Exercise description: Copy out, exactly as given, every line from the line with "of the skyscraper" to the end of the listing, both of those lines included.

** begin **

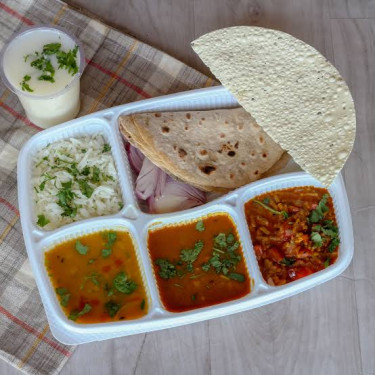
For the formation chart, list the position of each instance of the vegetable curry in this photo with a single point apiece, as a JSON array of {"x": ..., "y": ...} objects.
[
  {"x": 198, "y": 263},
  {"x": 294, "y": 232},
  {"x": 97, "y": 278}
]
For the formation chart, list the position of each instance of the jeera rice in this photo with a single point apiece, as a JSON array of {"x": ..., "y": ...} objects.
[{"x": 74, "y": 179}]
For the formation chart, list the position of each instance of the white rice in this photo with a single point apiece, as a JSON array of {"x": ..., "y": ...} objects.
[{"x": 88, "y": 152}]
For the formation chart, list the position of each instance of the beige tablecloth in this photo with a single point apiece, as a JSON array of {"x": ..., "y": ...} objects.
[{"x": 119, "y": 69}]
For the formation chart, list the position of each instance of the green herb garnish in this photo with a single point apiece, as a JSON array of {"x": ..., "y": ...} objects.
[
  {"x": 167, "y": 269},
  {"x": 65, "y": 199},
  {"x": 318, "y": 214},
  {"x": 81, "y": 248},
  {"x": 106, "y": 253},
  {"x": 106, "y": 147},
  {"x": 316, "y": 238},
  {"x": 123, "y": 284},
  {"x": 76, "y": 314},
  {"x": 85, "y": 188},
  {"x": 51, "y": 48},
  {"x": 42, "y": 221},
  {"x": 24, "y": 85},
  {"x": 200, "y": 226}
]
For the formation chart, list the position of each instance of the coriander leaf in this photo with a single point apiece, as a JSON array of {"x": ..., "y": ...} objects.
[
  {"x": 200, "y": 226},
  {"x": 46, "y": 77},
  {"x": 220, "y": 240},
  {"x": 51, "y": 48},
  {"x": 81, "y": 248},
  {"x": 42, "y": 221},
  {"x": 106, "y": 253},
  {"x": 334, "y": 243},
  {"x": 67, "y": 60},
  {"x": 237, "y": 276},
  {"x": 112, "y": 308},
  {"x": 143, "y": 304},
  {"x": 61, "y": 291},
  {"x": 167, "y": 270},
  {"x": 234, "y": 247},
  {"x": 318, "y": 213},
  {"x": 106, "y": 148},
  {"x": 24, "y": 85},
  {"x": 85, "y": 188},
  {"x": 287, "y": 261},
  {"x": 123, "y": 284},
  {"x": 316, "y": 238},
  {"x": 230, "y": 238}
]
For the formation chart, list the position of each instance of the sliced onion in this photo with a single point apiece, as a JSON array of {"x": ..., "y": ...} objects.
[
  {"x": 176, "y": 196},
  {"x": 135, "y": 157},
  {"x": 162, "y": 192}
]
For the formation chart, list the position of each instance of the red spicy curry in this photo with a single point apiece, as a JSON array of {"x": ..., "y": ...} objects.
[
  {"x": 199, "y": 263},
  {"x": 294, "y": 232}
]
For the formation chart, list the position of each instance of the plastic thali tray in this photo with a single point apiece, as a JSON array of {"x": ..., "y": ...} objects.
[{"x": 138, "y": 223}]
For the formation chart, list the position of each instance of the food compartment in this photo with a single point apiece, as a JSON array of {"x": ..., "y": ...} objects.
[
  {"x": 93, "y": 275},
  {"x": 199, "y": 261},
  {"x": 80, "y": 179},
  {"x": 296, "y": 229}
]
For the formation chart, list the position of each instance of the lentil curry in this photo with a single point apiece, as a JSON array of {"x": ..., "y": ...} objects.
[
  {"x": 198, "y": 263},
  {"x": 97, "y": 278},
  {"x": 294, "y": 232}
]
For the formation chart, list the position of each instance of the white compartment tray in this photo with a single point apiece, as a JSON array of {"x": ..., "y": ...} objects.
[{"x": 137, "y": 223}]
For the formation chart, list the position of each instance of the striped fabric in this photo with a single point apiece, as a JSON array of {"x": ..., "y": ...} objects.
[{"x": 119, "y": 69}]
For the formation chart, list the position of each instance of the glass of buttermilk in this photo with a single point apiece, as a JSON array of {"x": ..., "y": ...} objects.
[{"x": 42, "y": 65}]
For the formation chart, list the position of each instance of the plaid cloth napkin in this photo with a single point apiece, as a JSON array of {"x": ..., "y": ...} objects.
[{"x": 119, "y": 69}]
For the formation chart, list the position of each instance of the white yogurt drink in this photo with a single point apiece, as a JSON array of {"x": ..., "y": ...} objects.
[{"x": 43, "y": 65}]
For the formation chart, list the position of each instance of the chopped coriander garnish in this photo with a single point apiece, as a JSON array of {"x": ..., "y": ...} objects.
[
  {"x": 318, "y": 214},
  {"x": 82, "y": 249},
  {"x": 200, "y": 226},
  {"x": 316, "y": 238},
  {"x": 167, "y": 269},
  {"x": 24, "y": 85},
  {"x": 106, "y": 253},
  {"x": 42, "y": 221},
  {"x": 106, "y": 147}
]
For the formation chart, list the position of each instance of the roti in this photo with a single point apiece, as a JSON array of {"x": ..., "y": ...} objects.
[
  {"x": 291, "y": 90},
  {"x": 215, "y": 150}
]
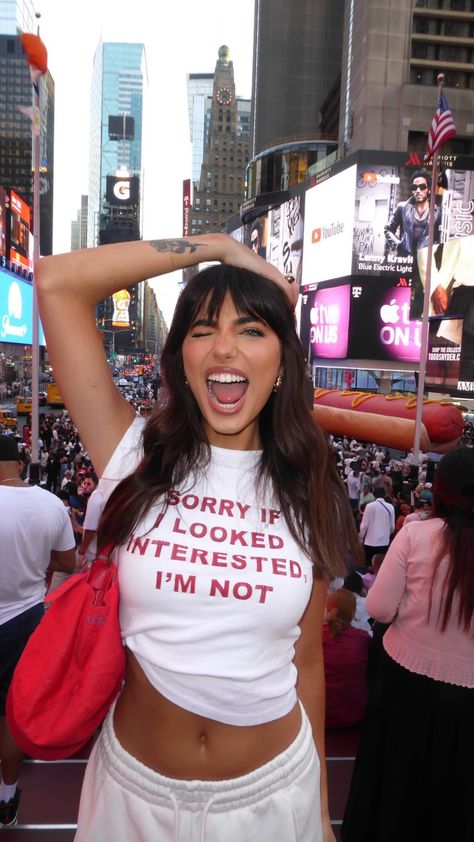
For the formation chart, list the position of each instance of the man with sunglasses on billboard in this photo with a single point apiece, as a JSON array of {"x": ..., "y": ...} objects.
[{"x": 407, "y": 231}]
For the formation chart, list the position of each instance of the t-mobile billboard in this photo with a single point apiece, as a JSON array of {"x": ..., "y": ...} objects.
[
  {"x": 325, "y": 322},
  {"x": 328, "y": 228}
]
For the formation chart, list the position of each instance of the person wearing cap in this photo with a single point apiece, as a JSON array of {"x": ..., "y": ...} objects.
[
  {"x": 35, "y": 534},
  {"x": 423, "y": 508}
]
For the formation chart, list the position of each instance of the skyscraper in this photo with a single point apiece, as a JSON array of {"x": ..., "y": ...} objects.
[
  {"x": 118, "y": 79},
  {"x": 15, "y": 128},
  {"x": 297, "y": 60},
  {"x": 391, "y": 60},
  {"x": 79, "y": 227},
  {"x": 115, "y": 174},
  {"x": 225, "y": 142}
]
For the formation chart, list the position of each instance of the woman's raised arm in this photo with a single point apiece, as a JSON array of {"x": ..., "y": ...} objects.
[{"x": 71, "y": 285}]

** end **

Expected output:
For the formation chart, list the position of each instance of the skyscraper in this photo with a single point apiece, as a JSON array of {"x": ..., "y": ...} objects.
[
  {"x": 118, "y": 79},
  {"x": 15, "y": 128},
  {"x": 297, "y": 60},
  {"x": 391, "y": 60},
  {"x": 79, "y": 227},
  {"x": 115, "y": 174},
  {"x": 225, "y": 142}
]
For the formation chart, list the position of each instance of the woman's raised arm in this photo with a single point apiece, as a JSON array of {"x": ..., "y": ...} objects.
[{"x": 71, "y": 285}]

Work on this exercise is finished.